Groups warn of renewed ‘witch-hunt’ on gov’t critics with revival of Arroyo-era agency

BULATLAT FILE PHOTO: Speaking at a press conference were some of the activists who are among the “ST 72” who were repeatedly charged with trumped-up criminal cases. (Photo by Ronalyn Olea/Bulatlat)


MANILA – Progressive groups denounced the formation this week of the Inter-Agency Committee on Legal Action (IACLA), which they likened to the Inter-Agency Legal Action Group (IALAG) of the Arroyo administration which heaped trumped-up criminal charges against activists.

The IACLA was formed on Oct. 9 in an agreement between the Philippine National Police (PNP) and the Armed Forces of the Philippines (AFP). A report by RMN News said PNP Chief Ronald “Bato” dela Rosa and AFP Chief-of-staff Lt. Gen. Eduardo Año signed the agreement during the meeting of the AFP-PNP Joint Peace and Security Council Meeting held in Camp Crame, Quezon City. The body reportedly aims to push the legal cases against those who commit “atrocities” against state security forces.

“This means that the Duterte regime is setting in motion the government’s legal mill in targeting and harassing critics through fabricated charges, which will result in wholesale arrests and detention of activists and opposition members,” said Emmi de Jesus, Gabriela Women’s Partylist solon.

The IACLA is the latest measure of the Duterte administration seen to clamp down on growing criticism, amid the martial law in Mindanao and the continued killings in the anti-drug operations. Last week, President Duterte signed the Presidential Anti-Corruption Commission, which aimed to investigate officials of the judiciary; while the Department of Justice endorsed the Citizen National Guard (CNG), a group which said they aim to “protect” the Duterte presidency.

Arroyo’s IALAG was formed on January 17, 2006, and was abolished on May 15, 2009, two years after United Nations Special Rapporteur Philip Alston recommended its abolition.

• **DATASET CONTENT**
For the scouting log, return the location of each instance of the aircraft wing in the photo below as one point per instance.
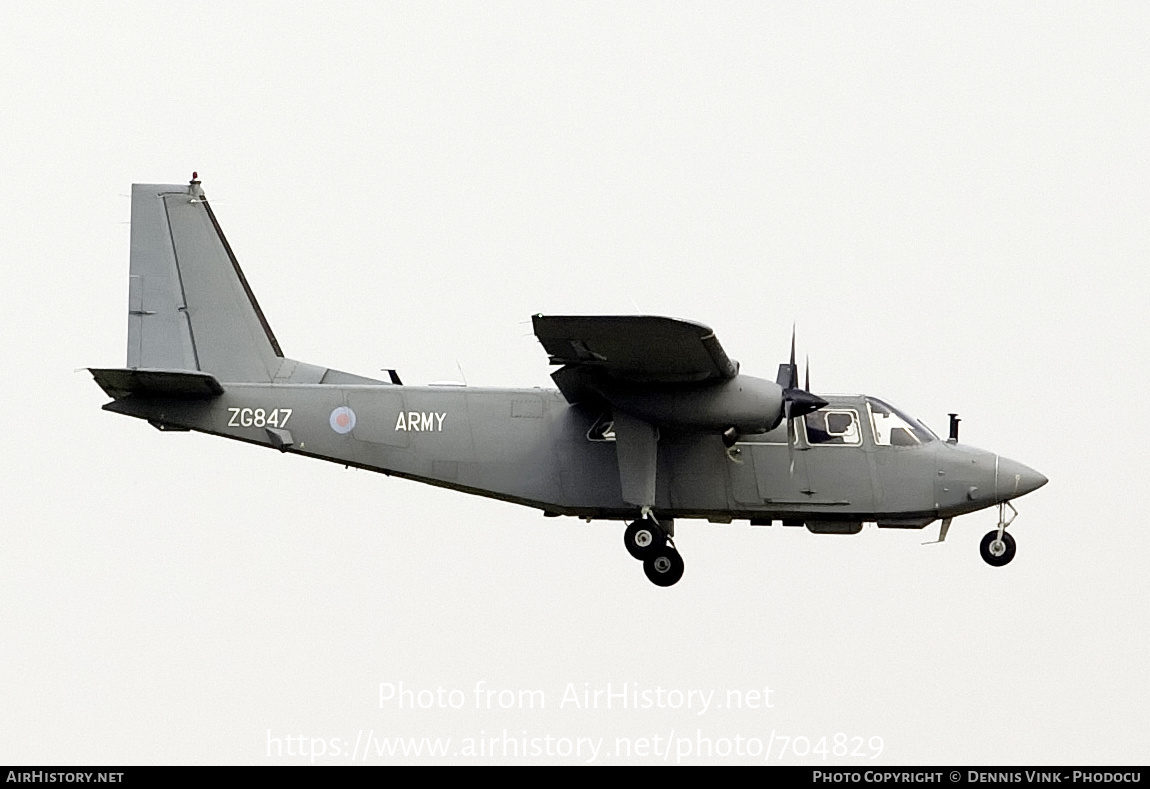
(642, 349)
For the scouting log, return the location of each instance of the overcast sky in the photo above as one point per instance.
(951, 201)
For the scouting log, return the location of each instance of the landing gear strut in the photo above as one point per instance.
(998, 548)
(646, 541)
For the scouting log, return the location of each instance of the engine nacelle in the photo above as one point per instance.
(746, 404)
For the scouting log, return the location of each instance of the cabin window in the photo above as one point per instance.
(832, 427)
(894, 428)
(604, 429)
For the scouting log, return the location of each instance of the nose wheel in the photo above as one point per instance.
(646, 541)
(998, 548)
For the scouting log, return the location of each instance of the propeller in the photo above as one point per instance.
(796, 401)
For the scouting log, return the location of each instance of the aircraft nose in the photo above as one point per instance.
(1014, 480)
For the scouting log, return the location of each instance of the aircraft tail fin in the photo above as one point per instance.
(190, 306)
(119, 383)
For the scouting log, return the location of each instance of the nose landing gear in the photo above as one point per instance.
(646, 541)
(998, 548)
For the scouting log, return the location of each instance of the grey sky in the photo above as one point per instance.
(950, 201)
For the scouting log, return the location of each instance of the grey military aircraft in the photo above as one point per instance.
(651, 420)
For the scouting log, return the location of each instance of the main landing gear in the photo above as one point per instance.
(646, 541)
(998, 548)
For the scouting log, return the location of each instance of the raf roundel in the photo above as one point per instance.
(343, 420)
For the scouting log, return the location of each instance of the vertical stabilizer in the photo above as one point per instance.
(190, 307)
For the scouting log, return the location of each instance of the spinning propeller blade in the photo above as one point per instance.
(796, 401)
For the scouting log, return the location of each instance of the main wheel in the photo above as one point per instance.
(665, 567)
(997, 552)
(643, 537)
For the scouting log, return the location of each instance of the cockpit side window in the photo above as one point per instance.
(832, 427)
(895, 428)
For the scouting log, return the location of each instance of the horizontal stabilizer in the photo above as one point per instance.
(179, 384)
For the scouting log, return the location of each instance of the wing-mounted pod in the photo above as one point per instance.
(662, 373)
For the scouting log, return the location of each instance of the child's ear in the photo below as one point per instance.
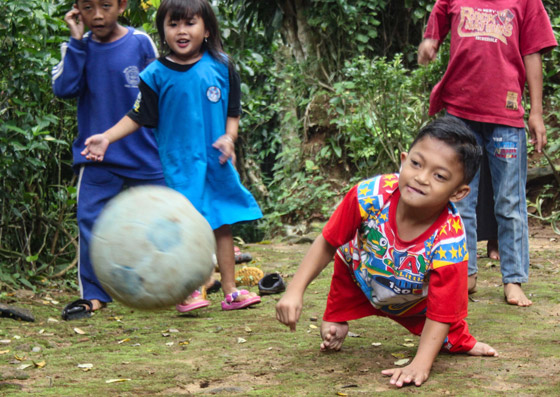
(404, 155)
(460, 193)
(122, 6)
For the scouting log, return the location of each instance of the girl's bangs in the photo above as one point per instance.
(179, 12)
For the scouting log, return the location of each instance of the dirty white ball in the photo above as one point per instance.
(151, 248)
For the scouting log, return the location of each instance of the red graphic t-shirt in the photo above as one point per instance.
(399, 276)
(485, 77)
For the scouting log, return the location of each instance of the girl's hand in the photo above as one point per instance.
(226, 146)
(410, 374)
(427, 51)
(96, 146)
(73, 19)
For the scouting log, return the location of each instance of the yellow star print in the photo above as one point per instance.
(390, 182)
(456, 225)
(364, 191)
(453, 252)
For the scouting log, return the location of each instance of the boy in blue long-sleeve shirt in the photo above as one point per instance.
(101, 69)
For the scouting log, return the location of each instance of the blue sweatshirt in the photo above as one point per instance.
(104, 77)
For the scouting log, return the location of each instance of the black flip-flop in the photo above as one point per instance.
(271, 284)
(215, 287)
(15, 313)
(78, 309)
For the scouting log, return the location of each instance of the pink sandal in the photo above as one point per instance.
(230, 303)
(197, 303)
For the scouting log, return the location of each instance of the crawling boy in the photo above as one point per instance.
(401, 252)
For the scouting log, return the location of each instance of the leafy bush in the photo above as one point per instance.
(37, 235)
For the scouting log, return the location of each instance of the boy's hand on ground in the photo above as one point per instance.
(288, 310)
(226, 146)
(427, 51)
(410, 374)
(96, 146)
(73, 19)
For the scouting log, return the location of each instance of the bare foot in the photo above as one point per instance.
(333, 335)
(482, 349)
(492, 250)
(515, 295)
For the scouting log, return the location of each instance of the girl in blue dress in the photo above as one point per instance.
(191, 99)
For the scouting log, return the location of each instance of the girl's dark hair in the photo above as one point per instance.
(456, 134)
(187, 9)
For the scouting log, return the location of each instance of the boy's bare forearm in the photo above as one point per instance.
(232, 127)
(431, 341)
(533, 69)
(124, 127)
(537, 129)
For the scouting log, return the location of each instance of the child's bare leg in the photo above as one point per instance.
(492, 249)
(515, 295)
(333, 335)
(226, 261)
(482, 349)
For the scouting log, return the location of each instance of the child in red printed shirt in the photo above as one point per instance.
(495, 48)
(400, 252)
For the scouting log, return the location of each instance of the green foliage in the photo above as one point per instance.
(376, 113)
(35, 193)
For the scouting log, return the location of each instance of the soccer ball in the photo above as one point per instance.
(150, 247)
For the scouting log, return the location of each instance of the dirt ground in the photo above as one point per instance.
(125, 352)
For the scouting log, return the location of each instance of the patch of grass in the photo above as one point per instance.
(212, 352)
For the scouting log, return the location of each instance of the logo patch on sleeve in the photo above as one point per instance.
(511, 100)
(213, 94)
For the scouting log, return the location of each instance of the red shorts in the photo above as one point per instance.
(347, 302)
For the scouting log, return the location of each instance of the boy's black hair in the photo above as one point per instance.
(186, 9)
(458, 136)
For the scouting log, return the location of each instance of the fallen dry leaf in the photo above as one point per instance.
(39, 364)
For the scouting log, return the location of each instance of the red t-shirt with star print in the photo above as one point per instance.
(427, 275)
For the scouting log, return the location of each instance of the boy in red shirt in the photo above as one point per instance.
(400, 252)
(495, 47)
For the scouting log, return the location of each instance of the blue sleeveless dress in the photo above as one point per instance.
(192, 116)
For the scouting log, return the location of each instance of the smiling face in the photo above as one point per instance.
(101, 16)
(184, 38)
(431, 175)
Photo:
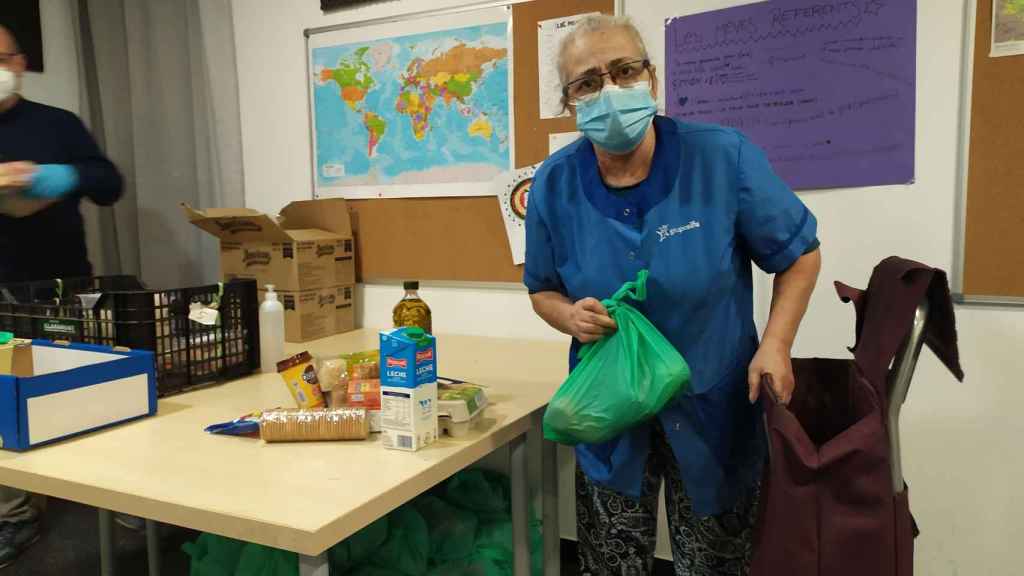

• **TASK OBJECTIVE**
In the news report on the Inter-Agency Committee on Legal Action, which two officials signed the agreement that formed the committee?

• **SOLUTION**
PNP Chief Ronald "Bato" dela Rosa and AFP Chief-of-staff Lt. Gen. Eduardo Año.